↓

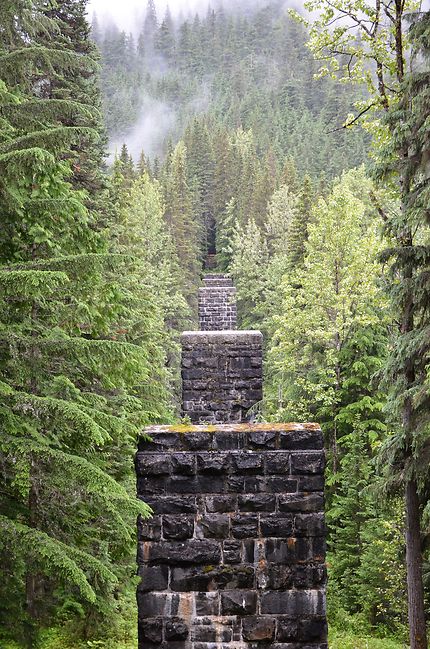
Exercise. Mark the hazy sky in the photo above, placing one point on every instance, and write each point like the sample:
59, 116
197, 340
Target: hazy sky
125, 12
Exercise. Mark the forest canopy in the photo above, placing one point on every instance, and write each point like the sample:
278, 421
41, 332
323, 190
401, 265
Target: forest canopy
292, 146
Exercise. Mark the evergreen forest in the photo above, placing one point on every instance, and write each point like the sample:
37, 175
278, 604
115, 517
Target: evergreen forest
293, 146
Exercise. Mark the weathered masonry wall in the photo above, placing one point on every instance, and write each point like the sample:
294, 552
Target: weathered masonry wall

↑

#### Problem to work on
Reproduce every line of the listing above verbatim, omitting the pictures.

#### Solution for this problem
Exercise. Mark the hazy sky in the photo above, placing one point on every instance, and write each point like the sample:
59, 116
197, 340
Target: hazy sky
125, 12
Exercise. Mark the forest canopy in the photo above, placing one point on every instance, and write each point like the sample:
278, 421
41, 332
323, 190
401, 265
Target: forest canopy
292, 146
Exercise. Mark the evergreen forest in the photo above, placing one point on every instance, and write each point like the sample:
37, 175
278, 604
115, 517
Target: evergreen forest
293, 146
Exercise. Mark the weathered masonry wall in the photo above, placing one point on every instance, and write each point like the sample:
294, 552
Target: weathered masonry wall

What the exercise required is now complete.